[start Source excerpt]
Sunday, November 27, 2011

muutos

that means change.

i arrived at the mäki house in august with two large suitcases, a violin case and a heavy rotary blazer. i left it today with two large suitcases, the blazer, two backpacks, five shopping bags, a sack of shoes, a violin case and a bicycle. and i haven't even been here four months yet.

i already miss my first host family. the cooking was incredible. they didn't mind that my room was always messy. they brought me back little presents from their business trips and helped me read finnish news articles, even though three columns took half an hour. they made me feel at home, in their house, in finland.
the organization of this picture took five minutes of
 adjusting light fixtures and  windows. perfectionism has become almost endearing.

my new room's kickin' clock.
but my new family is lovely, they didn't even laugh at me when i staggered up their steps with all my luggage. not to my face anyways. my little brother kaapo moved in with my little sister jenni so that i could stay in his room for the next three months. they are eight and eleven and thick as thieves. thus far neither of them have spoken a word to me...whenever i come unexpectedly around a corner they jump and run out of the room giggling. tuomo, my other host brother, is a very tall fourteen. his main interests are soccer, looking sullen and texting his girlfriend.
my life on a bookshelf. this
kind of organization is not going to last long...

the house is a lot more american-style than my last...the basement is vast (most finns don't have basements, much too expensive to heat)*** and the dishes don't drip-dry over the sink. the decor isn't geometric in shades of white like most of the finnish homes i've seen. it's also much louder: my host dad is a stereo-system junkie and the pool table outside my bedroom door is always clacking. i sort of like the feeling of activity, you can feel everyone's vital signs.
[end Source excerpt]
**Jobs:**
a. Please write out the part of the host-family post starting at "i already miss" and ending at "room's kickin' clock.".
b. Answer these questions using the host-family post:
(i) What did the writer bring when first arriving at the mäki house in August?
(ii) What are Tuomo's main interests?
(iii) According to the post, why don't most Finns have basements?
[start Provided information]
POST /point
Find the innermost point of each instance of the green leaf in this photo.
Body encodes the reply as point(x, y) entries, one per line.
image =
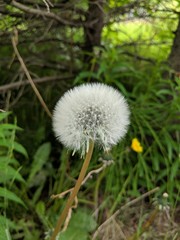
point(40, 158)
point(8, 143)
point(9, 173)
point(8, 126)
point(3, 115)
point(81, 224)
point(10, 196)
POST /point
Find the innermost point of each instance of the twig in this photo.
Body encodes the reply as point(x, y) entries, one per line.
point(123, 208)
point(47, 3)
point(89, 175)
point(13, 85)
point(41, 13)
point(14, 43)
point(74, 192)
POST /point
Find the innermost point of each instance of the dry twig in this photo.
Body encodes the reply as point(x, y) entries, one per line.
point(14, 43)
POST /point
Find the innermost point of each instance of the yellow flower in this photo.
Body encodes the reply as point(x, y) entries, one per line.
point(136, 145)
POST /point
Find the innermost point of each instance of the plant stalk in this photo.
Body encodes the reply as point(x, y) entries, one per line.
point(74, 192)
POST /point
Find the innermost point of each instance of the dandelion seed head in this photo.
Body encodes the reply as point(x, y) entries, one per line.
point(91, 111)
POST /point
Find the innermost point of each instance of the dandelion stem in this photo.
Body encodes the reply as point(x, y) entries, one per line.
point(74, 192)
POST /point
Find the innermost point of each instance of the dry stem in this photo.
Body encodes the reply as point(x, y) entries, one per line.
point(14, 43)
point(74, 192)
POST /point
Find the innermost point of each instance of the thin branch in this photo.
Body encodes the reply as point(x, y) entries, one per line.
point(89, 175)
point(13, 85)
point(14, 43)
point(42, 13)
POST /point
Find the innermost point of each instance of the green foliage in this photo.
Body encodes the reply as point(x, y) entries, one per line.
point(9, 172)
point(81, 224)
[end Provided information]
**Results in order:**
a.
i already miss my first host family. the cooking was incredible. they didn't mind that my room was always messy. they brought me back little presents from their business trips and helped me read finnish news articles, even though three columns took half an hour. they made me feel at home, in their house, in finland.
the organization of this picture took five minutes of
 adjusting light fixtures and  windows. perfectionism has become almost endearing.

my new room's kickin' clock.

b.
(i) Two large suitcases, a violin case and a heavy rotary blazer.
(ii) Soccer, looking sullen and texting his girlfriend.
(iii) They are much too expensive to heat.